Reproduce the lines of the items below word for word, starting with the line that contains "I'd like to know if the dirt path" and ending with the line that contains "0 247 181 311". Include both of those lines.

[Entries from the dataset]

◆ ◆ ◆ ◆ ◆ ◆ ◆

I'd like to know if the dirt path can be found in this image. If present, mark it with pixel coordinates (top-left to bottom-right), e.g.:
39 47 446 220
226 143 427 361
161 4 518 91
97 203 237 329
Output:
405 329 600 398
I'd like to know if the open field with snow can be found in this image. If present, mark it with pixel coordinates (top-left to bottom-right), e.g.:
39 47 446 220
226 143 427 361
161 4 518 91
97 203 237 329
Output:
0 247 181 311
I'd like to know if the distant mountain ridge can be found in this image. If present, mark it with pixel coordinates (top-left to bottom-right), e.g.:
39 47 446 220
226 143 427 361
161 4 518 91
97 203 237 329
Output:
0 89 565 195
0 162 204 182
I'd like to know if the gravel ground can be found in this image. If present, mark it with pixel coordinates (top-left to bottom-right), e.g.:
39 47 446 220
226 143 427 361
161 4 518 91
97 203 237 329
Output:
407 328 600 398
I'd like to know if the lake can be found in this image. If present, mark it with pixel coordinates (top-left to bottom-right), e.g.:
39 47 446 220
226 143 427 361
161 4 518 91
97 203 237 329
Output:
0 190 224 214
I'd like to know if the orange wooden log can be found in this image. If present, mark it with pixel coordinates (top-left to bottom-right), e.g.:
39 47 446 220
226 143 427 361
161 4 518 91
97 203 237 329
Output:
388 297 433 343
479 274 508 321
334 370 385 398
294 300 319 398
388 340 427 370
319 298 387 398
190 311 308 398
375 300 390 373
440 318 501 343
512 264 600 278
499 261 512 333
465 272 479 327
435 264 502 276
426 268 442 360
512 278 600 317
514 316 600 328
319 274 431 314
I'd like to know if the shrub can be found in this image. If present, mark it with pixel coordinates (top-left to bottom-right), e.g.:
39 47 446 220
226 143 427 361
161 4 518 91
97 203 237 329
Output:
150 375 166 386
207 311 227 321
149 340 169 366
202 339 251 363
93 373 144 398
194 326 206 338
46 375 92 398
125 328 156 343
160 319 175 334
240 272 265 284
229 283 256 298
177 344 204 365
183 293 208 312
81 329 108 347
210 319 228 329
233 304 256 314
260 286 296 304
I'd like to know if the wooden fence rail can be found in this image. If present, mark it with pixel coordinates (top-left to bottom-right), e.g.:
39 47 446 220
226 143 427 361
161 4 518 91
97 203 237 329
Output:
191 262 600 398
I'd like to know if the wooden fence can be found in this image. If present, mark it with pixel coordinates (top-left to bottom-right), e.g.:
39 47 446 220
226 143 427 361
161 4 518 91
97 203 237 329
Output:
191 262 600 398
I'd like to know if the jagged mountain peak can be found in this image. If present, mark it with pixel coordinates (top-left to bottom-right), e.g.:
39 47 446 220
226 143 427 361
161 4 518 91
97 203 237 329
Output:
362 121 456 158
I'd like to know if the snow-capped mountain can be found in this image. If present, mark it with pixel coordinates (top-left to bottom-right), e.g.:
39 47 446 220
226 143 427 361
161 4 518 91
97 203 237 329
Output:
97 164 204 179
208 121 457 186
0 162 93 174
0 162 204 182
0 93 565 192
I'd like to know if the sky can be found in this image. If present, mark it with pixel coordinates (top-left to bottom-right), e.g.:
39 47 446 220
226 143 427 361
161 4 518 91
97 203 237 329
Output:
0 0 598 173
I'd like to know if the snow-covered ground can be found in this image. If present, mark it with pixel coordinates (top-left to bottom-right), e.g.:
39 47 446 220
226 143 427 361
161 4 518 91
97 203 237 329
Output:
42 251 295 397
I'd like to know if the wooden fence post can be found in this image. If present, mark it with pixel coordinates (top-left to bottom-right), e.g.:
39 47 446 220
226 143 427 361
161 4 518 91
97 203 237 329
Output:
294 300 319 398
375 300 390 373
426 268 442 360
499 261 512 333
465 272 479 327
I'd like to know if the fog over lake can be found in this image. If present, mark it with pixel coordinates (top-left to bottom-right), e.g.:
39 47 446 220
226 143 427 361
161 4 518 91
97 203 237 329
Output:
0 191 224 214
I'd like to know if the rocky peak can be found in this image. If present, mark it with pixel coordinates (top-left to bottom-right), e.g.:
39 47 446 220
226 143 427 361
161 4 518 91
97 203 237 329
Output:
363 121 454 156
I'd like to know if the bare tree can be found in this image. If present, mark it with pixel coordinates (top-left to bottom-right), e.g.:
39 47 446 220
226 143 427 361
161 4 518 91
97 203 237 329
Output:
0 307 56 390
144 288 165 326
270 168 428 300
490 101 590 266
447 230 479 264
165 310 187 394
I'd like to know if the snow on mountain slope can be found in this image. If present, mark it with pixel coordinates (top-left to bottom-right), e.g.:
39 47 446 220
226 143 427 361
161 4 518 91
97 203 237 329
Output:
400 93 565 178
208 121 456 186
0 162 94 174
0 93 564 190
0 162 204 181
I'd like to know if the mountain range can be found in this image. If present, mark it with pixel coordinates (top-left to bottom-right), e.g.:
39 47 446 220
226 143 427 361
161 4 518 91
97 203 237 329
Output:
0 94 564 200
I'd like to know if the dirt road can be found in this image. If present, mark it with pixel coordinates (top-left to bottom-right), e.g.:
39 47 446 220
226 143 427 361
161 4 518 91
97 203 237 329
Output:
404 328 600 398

◆ ◆ ◆ ◆ ◆ ◆ ◆

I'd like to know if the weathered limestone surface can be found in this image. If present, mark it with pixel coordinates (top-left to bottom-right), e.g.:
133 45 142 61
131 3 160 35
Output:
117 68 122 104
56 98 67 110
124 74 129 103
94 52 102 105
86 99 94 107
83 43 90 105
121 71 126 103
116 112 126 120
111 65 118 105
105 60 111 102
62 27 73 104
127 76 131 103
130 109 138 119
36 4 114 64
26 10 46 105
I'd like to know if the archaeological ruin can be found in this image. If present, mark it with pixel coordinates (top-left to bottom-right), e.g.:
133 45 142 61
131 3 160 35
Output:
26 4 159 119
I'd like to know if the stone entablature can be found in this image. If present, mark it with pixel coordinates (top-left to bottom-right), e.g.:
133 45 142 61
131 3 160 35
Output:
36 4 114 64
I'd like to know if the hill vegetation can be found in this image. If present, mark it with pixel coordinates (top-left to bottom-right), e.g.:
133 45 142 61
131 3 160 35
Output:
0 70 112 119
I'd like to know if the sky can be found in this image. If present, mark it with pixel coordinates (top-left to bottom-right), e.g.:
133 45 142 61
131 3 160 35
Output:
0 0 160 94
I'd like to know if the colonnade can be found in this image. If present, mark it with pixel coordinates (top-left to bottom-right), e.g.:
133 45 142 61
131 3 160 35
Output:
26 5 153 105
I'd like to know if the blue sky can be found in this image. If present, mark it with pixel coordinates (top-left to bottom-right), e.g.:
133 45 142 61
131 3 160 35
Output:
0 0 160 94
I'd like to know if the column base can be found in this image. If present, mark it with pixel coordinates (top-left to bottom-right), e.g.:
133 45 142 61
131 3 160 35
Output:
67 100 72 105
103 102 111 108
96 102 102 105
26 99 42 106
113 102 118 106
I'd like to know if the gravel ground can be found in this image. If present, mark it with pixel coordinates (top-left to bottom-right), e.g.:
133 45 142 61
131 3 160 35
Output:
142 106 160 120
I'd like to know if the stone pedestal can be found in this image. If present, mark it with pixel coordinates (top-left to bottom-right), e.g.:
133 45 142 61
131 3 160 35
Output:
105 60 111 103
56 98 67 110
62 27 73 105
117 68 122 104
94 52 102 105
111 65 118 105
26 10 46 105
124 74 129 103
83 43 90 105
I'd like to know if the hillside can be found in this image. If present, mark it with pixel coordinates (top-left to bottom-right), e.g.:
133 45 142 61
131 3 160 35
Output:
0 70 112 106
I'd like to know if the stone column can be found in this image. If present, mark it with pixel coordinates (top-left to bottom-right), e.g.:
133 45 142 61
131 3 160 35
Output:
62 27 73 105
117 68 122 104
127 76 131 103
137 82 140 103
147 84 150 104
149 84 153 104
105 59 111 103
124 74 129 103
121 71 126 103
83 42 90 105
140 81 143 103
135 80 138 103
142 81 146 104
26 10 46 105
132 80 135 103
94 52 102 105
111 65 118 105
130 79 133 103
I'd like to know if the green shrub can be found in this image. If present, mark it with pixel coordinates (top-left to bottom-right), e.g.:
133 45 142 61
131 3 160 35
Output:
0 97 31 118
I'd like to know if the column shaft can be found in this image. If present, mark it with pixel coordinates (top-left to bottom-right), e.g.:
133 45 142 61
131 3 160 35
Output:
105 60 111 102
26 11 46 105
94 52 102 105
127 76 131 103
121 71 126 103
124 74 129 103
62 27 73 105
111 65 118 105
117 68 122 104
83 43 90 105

◆ ◆ ◆ ◆ ◆ ◆ ◆

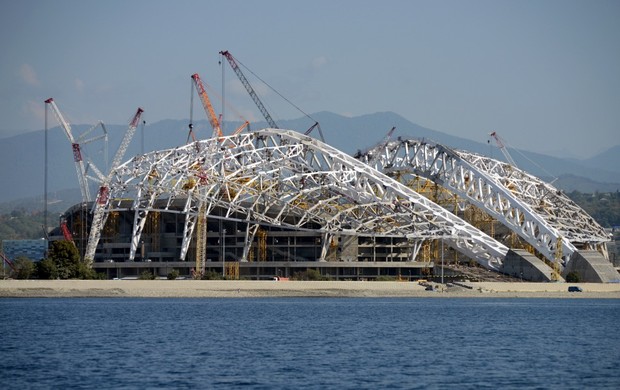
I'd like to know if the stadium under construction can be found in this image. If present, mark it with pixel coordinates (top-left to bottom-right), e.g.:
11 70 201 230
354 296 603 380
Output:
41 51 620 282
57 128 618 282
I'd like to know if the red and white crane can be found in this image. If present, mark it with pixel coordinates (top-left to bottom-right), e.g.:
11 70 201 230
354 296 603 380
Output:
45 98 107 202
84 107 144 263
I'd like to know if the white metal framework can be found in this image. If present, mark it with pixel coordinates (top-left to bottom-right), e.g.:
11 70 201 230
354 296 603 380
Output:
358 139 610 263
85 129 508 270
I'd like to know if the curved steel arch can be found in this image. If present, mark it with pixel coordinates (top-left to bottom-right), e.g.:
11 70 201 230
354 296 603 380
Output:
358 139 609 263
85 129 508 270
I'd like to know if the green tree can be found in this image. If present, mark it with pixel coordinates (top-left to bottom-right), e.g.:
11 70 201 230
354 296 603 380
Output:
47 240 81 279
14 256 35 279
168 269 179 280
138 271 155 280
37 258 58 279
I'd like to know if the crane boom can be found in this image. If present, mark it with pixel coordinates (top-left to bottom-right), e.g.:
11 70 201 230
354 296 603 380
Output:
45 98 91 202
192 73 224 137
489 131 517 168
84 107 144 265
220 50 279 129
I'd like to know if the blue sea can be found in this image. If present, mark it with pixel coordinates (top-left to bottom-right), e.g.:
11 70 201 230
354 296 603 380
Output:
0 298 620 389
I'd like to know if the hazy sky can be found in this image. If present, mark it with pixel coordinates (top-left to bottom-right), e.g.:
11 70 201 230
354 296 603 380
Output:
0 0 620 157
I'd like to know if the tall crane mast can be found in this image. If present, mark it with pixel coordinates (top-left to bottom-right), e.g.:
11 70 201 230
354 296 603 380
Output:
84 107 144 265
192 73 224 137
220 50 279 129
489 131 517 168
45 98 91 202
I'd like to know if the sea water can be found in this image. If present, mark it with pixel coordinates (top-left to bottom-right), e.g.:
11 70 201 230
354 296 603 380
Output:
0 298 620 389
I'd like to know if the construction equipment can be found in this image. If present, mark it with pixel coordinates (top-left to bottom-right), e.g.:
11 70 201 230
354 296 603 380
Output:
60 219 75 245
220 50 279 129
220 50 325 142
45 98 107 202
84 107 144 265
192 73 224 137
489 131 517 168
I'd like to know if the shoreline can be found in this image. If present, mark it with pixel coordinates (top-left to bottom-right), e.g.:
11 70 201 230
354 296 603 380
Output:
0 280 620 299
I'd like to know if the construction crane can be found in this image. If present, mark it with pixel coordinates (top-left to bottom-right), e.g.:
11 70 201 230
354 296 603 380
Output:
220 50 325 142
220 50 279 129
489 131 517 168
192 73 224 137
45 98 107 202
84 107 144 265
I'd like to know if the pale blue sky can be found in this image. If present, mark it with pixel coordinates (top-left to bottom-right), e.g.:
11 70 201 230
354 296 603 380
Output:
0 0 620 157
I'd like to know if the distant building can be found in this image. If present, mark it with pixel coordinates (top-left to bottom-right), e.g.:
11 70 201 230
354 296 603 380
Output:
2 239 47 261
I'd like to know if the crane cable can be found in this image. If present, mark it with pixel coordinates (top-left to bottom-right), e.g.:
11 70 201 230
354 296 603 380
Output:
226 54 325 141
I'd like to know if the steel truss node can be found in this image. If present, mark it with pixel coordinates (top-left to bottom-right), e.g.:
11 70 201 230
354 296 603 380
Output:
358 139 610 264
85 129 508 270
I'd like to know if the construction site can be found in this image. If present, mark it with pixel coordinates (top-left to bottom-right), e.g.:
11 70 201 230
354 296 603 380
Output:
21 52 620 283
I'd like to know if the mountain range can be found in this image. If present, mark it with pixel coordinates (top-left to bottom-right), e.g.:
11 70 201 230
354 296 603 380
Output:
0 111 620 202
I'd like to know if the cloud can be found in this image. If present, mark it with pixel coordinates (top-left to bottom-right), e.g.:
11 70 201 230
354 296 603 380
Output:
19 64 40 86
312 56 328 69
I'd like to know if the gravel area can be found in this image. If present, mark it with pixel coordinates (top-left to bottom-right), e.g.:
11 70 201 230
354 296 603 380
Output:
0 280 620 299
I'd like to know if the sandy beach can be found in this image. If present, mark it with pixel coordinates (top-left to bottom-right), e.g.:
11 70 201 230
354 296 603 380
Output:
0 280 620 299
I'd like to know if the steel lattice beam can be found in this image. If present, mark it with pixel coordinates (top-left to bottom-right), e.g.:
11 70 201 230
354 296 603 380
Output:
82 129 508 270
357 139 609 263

◆ ◆ ◆ ◆ ◆ ◆ ◆

### Solution below
I'd like to know if the dirt path can be found in this image. If present, mark it with pixel coordinates (top-left to bottom-right), e.g.:
39 47 446 220
226 143 427 361
161 4 518 91
97 203 237 329
Output:
405 329 600 398
I'd like to know if the open field with snow can be found in this image. If present, mark it with pixel coordinates (top-left to bottom-right), e.g.:
39 47 446 220
226 143 427 361
161 4 518 91
97 203 237 329
Output:
0 247 181 311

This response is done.